Excerpts of bounding box data:
....

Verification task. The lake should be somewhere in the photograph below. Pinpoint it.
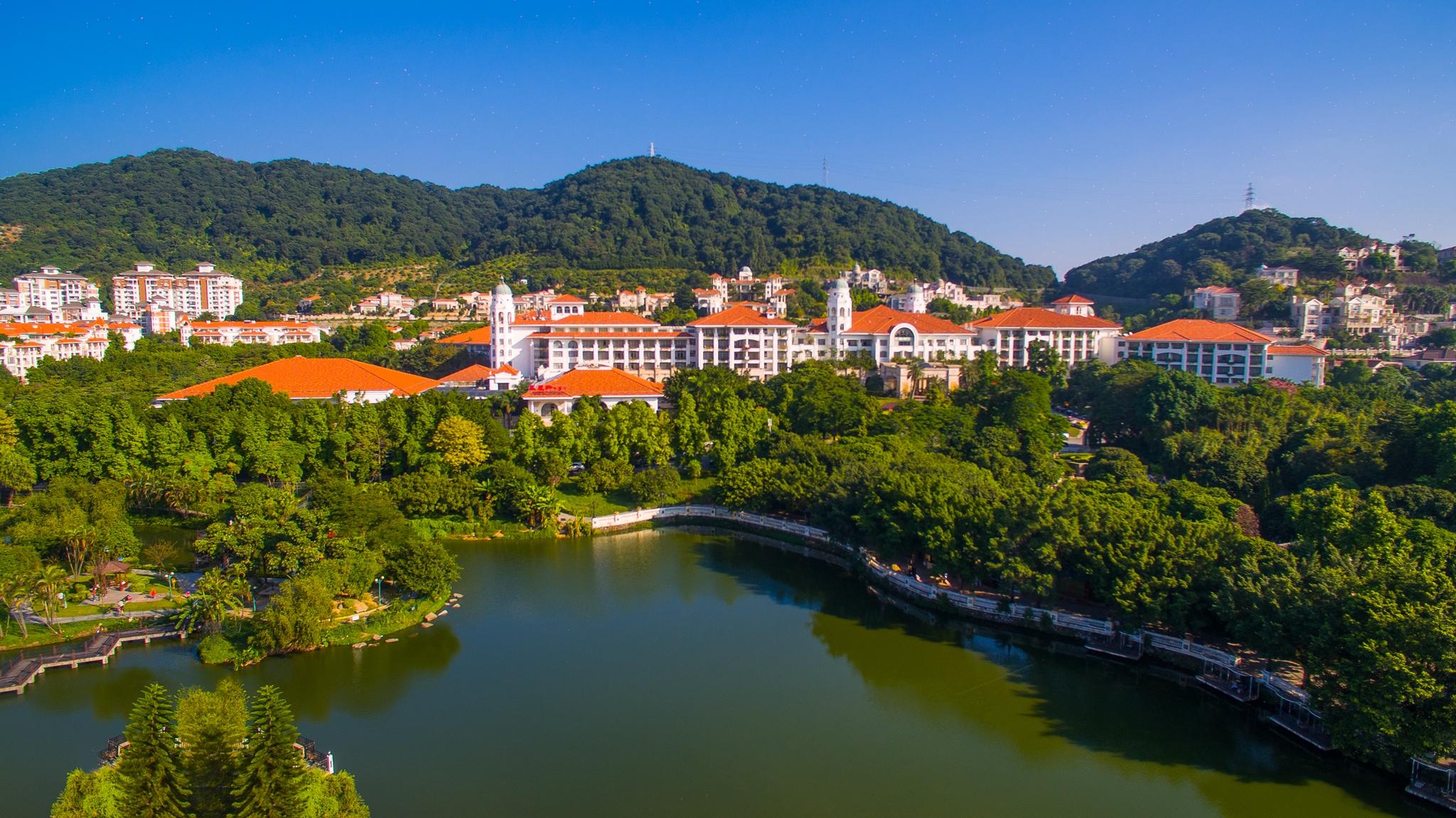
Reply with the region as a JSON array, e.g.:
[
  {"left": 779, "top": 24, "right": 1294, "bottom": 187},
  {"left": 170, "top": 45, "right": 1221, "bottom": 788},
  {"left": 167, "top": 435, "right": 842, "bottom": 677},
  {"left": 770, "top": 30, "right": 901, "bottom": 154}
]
[{"left": 0, "top": 530, "right": 1435, "bottom": 818}]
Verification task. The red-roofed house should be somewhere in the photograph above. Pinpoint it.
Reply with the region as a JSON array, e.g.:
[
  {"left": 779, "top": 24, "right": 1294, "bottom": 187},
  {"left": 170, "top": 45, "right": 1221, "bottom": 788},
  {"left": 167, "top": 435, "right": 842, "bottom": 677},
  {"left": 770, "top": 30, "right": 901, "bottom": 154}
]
[
  {"left": 798, "top": 278, "right": 975, "bottom": 363},
  {"left": 1115, "top": 319, "right": 1274, "bottom": 386},
  {"left": 156, "top": 355, "right": 438, "bottom": 403},
  {"left": 687, "top": 304, "right": 795, "bottom": 378},
  {"left": 1192, "top": 287, "right": 1242, "bottom": 322},
  {"left": 0, "top": 320, "right": 141, "bottom": 380},
  {"left": 438, "top": 364, "right": 521, "bottom": 398},
  {"left": 967, "top": 305, "right": 1123, "bottom": 367},
  {"left": 1264, "top": 344, "right": 1329, "bottom": 386},
  {"left": 521, "top": 366, "right": 663, "bottom": 420},
  {"left": 178, "top": 320, "right": 326, "bottom": 346},
  {"left": 438, "top": 282, "right": 690, "bottom": 380},
  {"left": 1051, "top": 292, "right": 1095, "bottom": 317}
]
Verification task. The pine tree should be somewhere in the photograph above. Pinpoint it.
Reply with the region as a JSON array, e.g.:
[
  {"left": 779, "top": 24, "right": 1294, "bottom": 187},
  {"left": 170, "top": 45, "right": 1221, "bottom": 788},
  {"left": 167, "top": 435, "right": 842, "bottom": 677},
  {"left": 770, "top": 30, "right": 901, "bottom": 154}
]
[
  {"left": 178, "top": 679, "right": 247, "bottom": 818},
  {"left": 233, "top": 684, "right": 303, "bottom": 818},
  {"left": 117, "top": 684, "right": 188, "bottom": 818}
]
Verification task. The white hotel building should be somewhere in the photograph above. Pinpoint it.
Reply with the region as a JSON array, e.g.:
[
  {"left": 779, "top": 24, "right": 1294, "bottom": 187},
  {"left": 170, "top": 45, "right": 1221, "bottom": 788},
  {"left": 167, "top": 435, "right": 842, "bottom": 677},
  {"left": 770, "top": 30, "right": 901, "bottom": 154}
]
[
  {"left": 111, "top": 262, "right": 243, "bottom": 324},
  {"left": 439, "top": 278, "right": 1325, "bottom": 384},
  {"left": 968, "top": 295, "right": 1123, "bottom": 367},
  {"left": 439, "top": 280, "right": 977, "bottom": 381},
  {"left": 178, "top": 320, "right": 326, "bottom": 346}
]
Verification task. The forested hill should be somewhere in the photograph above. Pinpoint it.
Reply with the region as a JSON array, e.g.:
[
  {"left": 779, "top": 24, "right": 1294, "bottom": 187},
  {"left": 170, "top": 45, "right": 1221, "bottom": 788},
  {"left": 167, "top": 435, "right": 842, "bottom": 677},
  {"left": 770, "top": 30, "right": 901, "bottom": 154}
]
[
  {"left": 1066, "top": 208, "right": 1369, "bottom": 297},
  {"left": 0, "top": 150, "right": 1053, "bottom": 288}
]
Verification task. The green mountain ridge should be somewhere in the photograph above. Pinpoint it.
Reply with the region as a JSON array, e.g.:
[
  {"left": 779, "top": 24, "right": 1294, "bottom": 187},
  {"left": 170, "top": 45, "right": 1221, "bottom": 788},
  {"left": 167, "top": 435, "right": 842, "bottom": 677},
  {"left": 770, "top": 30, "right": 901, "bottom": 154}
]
[
  {"left": 0, "top": 149, "right": 1054, "bottom": 290},
  {"left": 1063, "top": 208, "right": 1370, "bottom": 297}
]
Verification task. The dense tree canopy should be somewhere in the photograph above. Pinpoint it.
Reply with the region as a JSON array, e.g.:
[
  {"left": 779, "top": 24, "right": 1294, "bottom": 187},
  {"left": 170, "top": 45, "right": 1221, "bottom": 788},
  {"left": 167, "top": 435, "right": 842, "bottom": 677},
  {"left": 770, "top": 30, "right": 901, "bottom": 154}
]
[
  {"left": 1066, "top": 208, "right": 1369, "bottom": 297},
  {"left": 0, "top": 150, "right": 1053, "bottom": 288}
]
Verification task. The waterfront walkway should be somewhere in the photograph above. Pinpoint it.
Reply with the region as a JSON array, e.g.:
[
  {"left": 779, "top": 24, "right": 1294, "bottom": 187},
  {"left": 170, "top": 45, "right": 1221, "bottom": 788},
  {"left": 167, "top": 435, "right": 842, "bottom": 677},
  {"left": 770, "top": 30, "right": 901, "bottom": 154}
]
[
  {"left": 0, "top": 625, "right": 179, "bottom": 694},
  {"left": 588, "top": 505, "right": 1329, "bottom": 718}
]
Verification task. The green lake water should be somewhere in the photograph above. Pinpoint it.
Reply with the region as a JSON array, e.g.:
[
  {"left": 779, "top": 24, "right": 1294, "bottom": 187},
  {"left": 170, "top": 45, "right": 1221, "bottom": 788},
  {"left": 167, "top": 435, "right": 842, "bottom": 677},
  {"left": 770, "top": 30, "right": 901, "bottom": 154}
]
[{"left": 0, "top": 531, "right": 1435, "bottom": 818}]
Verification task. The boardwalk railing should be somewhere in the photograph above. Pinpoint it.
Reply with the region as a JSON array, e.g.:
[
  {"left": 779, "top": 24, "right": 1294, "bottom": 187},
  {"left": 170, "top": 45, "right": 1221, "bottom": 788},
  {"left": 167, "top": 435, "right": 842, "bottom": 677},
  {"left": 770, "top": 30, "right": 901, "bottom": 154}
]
[
  {"left": 0, "top": 625, "right": 178, "bottom": 693},
  {"left": 589, "top": 505, "right": 1309, "bottom": 706}
]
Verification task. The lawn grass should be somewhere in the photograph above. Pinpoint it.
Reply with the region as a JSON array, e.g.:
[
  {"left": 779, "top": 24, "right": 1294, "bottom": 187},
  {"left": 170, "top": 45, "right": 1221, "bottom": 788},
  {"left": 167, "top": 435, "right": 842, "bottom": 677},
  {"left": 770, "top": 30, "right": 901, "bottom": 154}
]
[
  {"left": 556, "top": 479, "right": 636, "bottom": 516},
  {"left": 556, "top": 468, "right": 717, "bottom": 516},
  {"left": 0, "top": 617, "right": 153, "bottom": 651}
]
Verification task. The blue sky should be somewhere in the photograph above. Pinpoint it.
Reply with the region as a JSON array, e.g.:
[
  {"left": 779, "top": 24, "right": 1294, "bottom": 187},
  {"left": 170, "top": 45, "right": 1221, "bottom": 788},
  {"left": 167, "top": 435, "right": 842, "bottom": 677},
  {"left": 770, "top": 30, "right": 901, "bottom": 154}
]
[{"left": 0, "top": 0, "right": 1456, "bottom": 272}]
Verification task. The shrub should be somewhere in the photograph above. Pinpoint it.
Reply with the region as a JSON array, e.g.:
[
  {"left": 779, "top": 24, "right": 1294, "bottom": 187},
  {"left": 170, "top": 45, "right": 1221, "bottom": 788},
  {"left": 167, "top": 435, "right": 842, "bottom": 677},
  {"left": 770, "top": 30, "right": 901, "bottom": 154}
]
[
  {"left": 628, "top": 466, "right": 683, "bottom": 502},
  {"left": 577, "top": 459, "right": 632, "bottom": 494},
  {"left": 196, "top": 633, "right": 237, "bottom": 665}
]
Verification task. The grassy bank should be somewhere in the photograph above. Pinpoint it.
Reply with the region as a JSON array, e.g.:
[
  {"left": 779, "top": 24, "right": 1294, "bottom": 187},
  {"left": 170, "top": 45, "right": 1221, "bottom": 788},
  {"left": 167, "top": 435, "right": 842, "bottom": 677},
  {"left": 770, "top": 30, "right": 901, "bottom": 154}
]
[
  {"left": 0, "top": 616, "right": 156, "bottom": 651},
  {"left": 196, "top": 591, "right": 450, "bottom": 666}
]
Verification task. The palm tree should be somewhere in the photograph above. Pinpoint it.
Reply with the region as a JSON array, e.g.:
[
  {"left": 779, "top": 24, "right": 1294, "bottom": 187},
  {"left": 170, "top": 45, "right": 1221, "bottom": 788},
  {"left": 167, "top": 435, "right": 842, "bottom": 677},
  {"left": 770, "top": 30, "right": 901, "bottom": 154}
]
[
  {"left": 0, "top": 576, "right": 35, "bottom": 639},
  {"left": 178, "top": 568, "right": 247, "bottom": 633},
  {"left": 32, "top": 565, "right": 71, "bottom": 630},
  {"left": 523, "top": 486, "right": 560, "bottom": 528}
]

....

Task to complete: Please rewrite the stretch of the listing from the line containing "Verification task. The grassy" through the end of the listing, replacing "Reply" with "Respond" and leaving everything else unchanged.

Exercise answer:
Verification task. The grassy bank should be somewhere in the photograph above. Pinpoint it.
Respond with the region as a JSON array, e.g.:
[
  {"left": 779, "top": 24, "right": 1294, "bottom": 187},
  {"left": 170, "top": 45, "right": 1221, "bottom": 788},
  {"left": 167, "top": 435, "right": 842, "bottom": 677},
  {"left": 770, "top": 30, "right": 901, "bottom": 154}
]
[
  {"left": 0, "top": 616, "right": 156, "bottom": 651},
  {"left": 196, "top": 591, "right": 450, "bottom": 666}
]
Verification task. The palm tree should be somewhere in the photograph above. Pinpoint it.
Respond with the region as a JSON array, e.g.:
[
  {"left": 779, "top": 24, "right": 1294, "bottom": 187},
  {"left": 170, "top": 45, "right": 1221, "bottom": 788},
  {"left": 167, "top": 435, "right": 842, "bottom": 677},
  {"left": 770, "top": 30, "right": 901, "bottom": 154}
]
[
  {"left": 0, "top": 576, "right": 35, "bottom": 639},
  {"left": 178, "top": 568, "right": 247, "bottom": 633},
  {"left": 32, "top": 565, "right": 71, "bottom": 630},
  {"left": 523, "top": 486, "right": 560, "bottom": 528}
]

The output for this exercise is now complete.